§ **What to produce**:
Replace "one point per instance" with "a single point for each instance" everywhere it appears in the lines below, and rewrite the lines with everything else unchanged and the pictures left out.

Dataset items

****

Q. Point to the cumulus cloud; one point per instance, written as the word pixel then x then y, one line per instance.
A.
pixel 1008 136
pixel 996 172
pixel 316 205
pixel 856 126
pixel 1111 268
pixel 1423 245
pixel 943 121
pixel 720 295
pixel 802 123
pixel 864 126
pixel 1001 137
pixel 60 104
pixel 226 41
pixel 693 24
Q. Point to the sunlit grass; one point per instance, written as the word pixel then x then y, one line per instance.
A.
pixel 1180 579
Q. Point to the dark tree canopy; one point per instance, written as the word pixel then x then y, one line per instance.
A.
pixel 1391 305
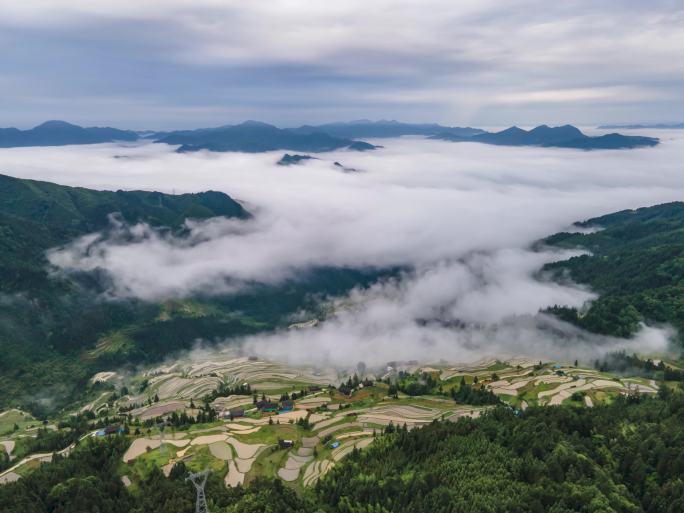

****

§ **The result**:
Q. Point to the cumulus cloud; a single point for each instance, written as the word pixel then x then y, one line per instance.
A.
pixel 1008 136
pixel 996 172
pixel 316 205
pixel 856 126
pixel 1111 268
pixel 1423 245
pixel 943 121
pixel 720 295
pixel 802 123
pixel 864 126
pixel 1001 137
pixel 60 104
pixel 226 41
pixel 693 24
Q. Point to the sunlit grass; a single point for each instance, written as the word pixel then x then y, one line per instance.
A.
pixel 1180 579
Q. Point to the dark tree canopy; a single point for each instance, written as the word pixel then x then y, one line per instance.
A.
pixel 1391 305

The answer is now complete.